Excerpts of location labeling data:
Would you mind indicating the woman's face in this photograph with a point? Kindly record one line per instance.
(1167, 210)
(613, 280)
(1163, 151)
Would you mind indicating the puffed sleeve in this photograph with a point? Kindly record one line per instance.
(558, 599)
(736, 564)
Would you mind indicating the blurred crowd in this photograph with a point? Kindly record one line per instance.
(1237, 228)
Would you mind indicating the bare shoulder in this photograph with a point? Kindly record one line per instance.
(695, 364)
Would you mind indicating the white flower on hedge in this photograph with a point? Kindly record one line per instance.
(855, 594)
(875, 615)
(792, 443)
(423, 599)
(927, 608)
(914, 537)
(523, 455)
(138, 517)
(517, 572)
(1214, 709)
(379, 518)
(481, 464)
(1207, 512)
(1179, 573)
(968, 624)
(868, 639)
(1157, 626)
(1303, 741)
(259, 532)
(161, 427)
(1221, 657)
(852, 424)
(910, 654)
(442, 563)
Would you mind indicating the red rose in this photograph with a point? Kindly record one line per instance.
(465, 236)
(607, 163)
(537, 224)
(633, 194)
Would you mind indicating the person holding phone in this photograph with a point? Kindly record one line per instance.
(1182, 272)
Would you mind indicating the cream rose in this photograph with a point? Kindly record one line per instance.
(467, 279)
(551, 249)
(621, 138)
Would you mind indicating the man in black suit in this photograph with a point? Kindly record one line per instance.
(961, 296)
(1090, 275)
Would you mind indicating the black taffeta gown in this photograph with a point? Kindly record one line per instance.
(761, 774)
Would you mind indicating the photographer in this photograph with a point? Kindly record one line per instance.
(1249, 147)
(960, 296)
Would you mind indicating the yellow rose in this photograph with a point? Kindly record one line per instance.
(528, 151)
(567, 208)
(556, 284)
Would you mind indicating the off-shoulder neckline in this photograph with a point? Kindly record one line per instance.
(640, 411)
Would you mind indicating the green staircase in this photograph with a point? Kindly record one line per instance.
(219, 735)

● **Task brief**
Please format the items from the start through the line containing "(1090, 275)" as a two-column CSV with the header text,answer and one row per item. Put each item's text and its answer in one quoted field each, with any line breaks turned into spaces.

● **Problem solution**
text,answer
"Would you mind indicating the woman's face in this photograph with a point? Kindly record one line per instance.","(1167, 210) (613, 280) (1163, 151)"
"Would you mind indicating the puffed sleeve in this photograph with a point? Kindly record one line per instance.","(558, 599) (736, 564)"
"Would you mind indicating the blurred crowd in this photograph with a point? Kindly record one line per instance.","(1237, 228)"
"Would you mind indicating the bare shoulder in this photograph with a point? Kindly record one line per instance.","(695, 364)"
"Would you mind indicating the white flower on hedge in this photograph with a point? Kindly record one line per instance.","(855, 594) (875, 615) (792, 443) (423, 599) (927, 608) (914, 537) (523, 455) (138, 517) (517, 572) (1214, 709) (379, 518) (481, 464) (1207, 512) (1179, 573) (968, 624) (868, 639) (1157, 626) (1303, 741) (259, 532) (161, 427) (1221, 657) (852, 424) (910, 654) (442, 563)"
"Would you mind indicating the red rose in this photograph with a point? Kindly record one line per instance.","(465, 236) (607, 163) (537, 224) (633, 194)"
"Would you mind indicating the person holding phone in this photograph with a point? Kindly record one line per instance.","(1182, 272)"
"Would you mind indicating the cream rose in this photograph with a point? Kindly record one line per instance.","(467, 279) (551, 249) (621, 138)"
"Would you mind indicating the man in black suit in this photograph with a point? Kindly record one line per instance.","(961, 296) (1090, 275)"